- Instructions to follow -
The entries below hold a line with "# place a point on the ear" and a line with "# place a point on the clenched fist". Return those lines and all that lie between them, exactly and only.

- Natural-language object grounding data -
----
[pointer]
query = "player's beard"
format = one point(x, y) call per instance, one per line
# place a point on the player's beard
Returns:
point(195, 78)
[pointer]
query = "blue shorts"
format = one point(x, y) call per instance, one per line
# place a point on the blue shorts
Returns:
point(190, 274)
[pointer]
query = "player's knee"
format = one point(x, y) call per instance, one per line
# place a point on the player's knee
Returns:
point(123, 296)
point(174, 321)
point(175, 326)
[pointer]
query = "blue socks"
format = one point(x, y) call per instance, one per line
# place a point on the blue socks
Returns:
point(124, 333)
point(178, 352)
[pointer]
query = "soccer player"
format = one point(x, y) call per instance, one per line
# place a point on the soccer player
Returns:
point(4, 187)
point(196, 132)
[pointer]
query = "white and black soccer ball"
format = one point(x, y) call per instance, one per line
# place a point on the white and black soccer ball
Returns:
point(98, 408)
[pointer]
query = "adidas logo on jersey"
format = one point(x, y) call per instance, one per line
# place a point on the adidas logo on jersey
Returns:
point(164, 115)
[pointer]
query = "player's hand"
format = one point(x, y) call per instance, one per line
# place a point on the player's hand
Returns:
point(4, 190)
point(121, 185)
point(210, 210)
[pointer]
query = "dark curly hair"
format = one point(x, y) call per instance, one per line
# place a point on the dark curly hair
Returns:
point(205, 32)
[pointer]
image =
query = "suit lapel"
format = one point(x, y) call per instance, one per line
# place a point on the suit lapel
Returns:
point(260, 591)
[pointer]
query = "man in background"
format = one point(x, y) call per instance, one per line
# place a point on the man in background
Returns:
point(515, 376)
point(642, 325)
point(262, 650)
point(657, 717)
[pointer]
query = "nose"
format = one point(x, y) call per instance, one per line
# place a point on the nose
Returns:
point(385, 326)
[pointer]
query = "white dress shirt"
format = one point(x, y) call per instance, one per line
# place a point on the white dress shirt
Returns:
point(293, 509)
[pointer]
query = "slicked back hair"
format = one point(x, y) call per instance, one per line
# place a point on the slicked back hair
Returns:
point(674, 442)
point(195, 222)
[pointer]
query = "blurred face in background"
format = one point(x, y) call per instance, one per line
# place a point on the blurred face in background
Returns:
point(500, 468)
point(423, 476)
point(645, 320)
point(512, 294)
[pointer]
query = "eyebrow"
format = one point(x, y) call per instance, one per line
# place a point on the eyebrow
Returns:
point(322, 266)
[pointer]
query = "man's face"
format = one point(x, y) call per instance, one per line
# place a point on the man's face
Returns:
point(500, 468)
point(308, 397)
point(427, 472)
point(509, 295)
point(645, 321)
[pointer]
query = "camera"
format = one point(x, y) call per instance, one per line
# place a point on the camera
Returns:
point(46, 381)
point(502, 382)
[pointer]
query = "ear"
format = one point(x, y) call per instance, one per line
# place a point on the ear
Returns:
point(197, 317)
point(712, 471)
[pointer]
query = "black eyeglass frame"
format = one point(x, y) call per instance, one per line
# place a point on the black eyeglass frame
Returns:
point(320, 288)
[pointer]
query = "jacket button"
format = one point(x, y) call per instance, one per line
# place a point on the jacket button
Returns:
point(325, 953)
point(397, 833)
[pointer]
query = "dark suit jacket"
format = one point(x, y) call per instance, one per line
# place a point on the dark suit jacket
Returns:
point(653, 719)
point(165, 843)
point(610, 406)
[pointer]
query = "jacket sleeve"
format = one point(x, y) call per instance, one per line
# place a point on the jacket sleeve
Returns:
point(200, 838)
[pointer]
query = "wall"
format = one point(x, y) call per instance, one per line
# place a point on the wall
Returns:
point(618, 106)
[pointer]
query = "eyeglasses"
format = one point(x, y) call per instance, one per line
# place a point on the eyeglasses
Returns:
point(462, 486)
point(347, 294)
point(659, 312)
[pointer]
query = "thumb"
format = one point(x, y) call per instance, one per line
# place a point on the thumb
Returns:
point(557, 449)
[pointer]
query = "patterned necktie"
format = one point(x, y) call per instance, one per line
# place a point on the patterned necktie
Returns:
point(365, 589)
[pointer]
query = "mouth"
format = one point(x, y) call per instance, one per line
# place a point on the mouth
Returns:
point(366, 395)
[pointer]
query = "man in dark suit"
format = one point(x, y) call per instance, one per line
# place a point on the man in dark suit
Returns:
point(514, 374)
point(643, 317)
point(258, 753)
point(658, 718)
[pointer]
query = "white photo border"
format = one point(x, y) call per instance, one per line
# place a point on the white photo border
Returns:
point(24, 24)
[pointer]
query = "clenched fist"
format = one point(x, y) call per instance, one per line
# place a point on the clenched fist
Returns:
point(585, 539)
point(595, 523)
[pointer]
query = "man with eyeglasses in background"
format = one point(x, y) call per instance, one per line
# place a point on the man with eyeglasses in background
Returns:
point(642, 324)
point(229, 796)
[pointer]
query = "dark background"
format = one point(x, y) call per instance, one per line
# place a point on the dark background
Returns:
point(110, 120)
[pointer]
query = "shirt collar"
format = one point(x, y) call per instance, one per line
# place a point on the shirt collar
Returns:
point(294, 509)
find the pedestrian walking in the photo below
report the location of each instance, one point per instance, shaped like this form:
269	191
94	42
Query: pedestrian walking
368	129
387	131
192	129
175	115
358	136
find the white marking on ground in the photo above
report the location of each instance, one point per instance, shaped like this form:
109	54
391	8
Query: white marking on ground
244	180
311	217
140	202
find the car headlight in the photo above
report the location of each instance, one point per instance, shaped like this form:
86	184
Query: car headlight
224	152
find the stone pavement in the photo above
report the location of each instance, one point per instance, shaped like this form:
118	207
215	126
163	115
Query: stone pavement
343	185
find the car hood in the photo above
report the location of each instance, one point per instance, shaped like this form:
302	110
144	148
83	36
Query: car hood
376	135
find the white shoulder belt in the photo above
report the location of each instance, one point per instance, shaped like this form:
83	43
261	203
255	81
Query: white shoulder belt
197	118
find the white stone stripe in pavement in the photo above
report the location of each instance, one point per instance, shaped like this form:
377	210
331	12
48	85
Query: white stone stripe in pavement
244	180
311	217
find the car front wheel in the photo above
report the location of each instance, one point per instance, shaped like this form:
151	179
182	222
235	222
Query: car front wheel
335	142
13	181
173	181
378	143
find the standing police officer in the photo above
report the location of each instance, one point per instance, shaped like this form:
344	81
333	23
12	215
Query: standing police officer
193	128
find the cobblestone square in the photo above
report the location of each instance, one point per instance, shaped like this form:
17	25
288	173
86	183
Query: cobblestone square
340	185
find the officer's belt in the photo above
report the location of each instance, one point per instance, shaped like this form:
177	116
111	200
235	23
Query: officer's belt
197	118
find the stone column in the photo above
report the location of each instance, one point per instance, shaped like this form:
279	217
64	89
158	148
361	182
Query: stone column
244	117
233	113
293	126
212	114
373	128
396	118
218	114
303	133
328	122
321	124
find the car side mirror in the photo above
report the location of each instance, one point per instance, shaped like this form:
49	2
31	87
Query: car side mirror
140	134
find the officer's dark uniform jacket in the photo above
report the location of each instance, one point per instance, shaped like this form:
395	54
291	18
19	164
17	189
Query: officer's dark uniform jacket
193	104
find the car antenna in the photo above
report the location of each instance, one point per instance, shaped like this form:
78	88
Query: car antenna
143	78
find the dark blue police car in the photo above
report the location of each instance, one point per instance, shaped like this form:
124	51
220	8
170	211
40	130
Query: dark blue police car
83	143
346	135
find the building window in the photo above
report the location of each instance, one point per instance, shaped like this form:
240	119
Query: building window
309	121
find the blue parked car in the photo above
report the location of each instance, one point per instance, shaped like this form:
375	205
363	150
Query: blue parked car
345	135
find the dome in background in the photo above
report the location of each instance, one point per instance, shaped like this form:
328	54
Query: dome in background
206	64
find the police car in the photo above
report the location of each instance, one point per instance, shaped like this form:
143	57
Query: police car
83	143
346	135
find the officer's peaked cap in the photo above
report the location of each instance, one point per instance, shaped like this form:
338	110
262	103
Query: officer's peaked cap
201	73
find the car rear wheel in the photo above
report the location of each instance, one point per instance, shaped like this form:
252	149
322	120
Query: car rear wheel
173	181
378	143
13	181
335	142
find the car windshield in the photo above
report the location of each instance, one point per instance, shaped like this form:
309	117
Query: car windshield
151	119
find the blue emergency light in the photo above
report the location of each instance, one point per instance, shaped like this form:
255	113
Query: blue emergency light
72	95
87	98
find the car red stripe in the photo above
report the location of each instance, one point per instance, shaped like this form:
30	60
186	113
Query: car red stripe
----
- Response below -
# place a point on the ear
Returns:
point(197, 317)
point(712, 471)
[pointer]
query = "black eyeglass frame"
format = one point(x, y) call per instance, one per line
# place a point on the black eyeglass frame
Returns:
point(320, 288)
[pointer]
query = "jacket button"
format = one point(x, y) call per instance, one per line
# place a point on the jacket button
Returns:
point(325, 953)
point(397, 833)
[pointer]
query = "dark suit jacket"
format = one point(x, y) call per instance, one per line
# place a point on the dark suit jacket
Returns:
point(653, 719)
point(165, 843)
point(610, 406)
[pointer]
query = "jacket sleeve"
format = one point(x, y) call per instance, one per line
# place a point on the jacket sleeve
Returns:
point(200, 838)
[pointer]
query = "wall"
format = one point(x, y) call per instance, one per line
# place a point on the wall
Returns:
point(618, 106)
[pointer]
query = "eyeglasses"
format = one point(x, y) call per instance, one per line
# place a point on the eyeglasses
Returns:
point(462, 486)
point(347, 294)
point(659, 312)
[pointer]
query = "thumb"
format = one point(x, y) call per instance, one per line
# place a point on the thumb
Returns:
point(557, 449)
[pointer]
query = "patterned necktie"
format = one point(x, y) call per instance, one per line
# place a point on the patterned necktie
Returns:
point(365, 589)
[pointer]
query = "mouth"
format = one point(x, y) call per instance, one per line
# place a point on the mouth
Returns:
point(366, 395)
[pointer]
query = "man in dark suit"
format = one point(x, y) call per instance, one per line
# place a point on the man in dark suit
Returns:
point(514, 374)
point(643, 317)
point(258, 753)
point(658, 718)
[pointer]
query = "white photo border"
format = one point(x, y) call per instance, one per line
# place a point on the white photo border
Returns:
point(24, 24)
[pointer]
query = "clenched fist"
format = one point(x, y) call per instance, one per line
# place a point on the clenched fist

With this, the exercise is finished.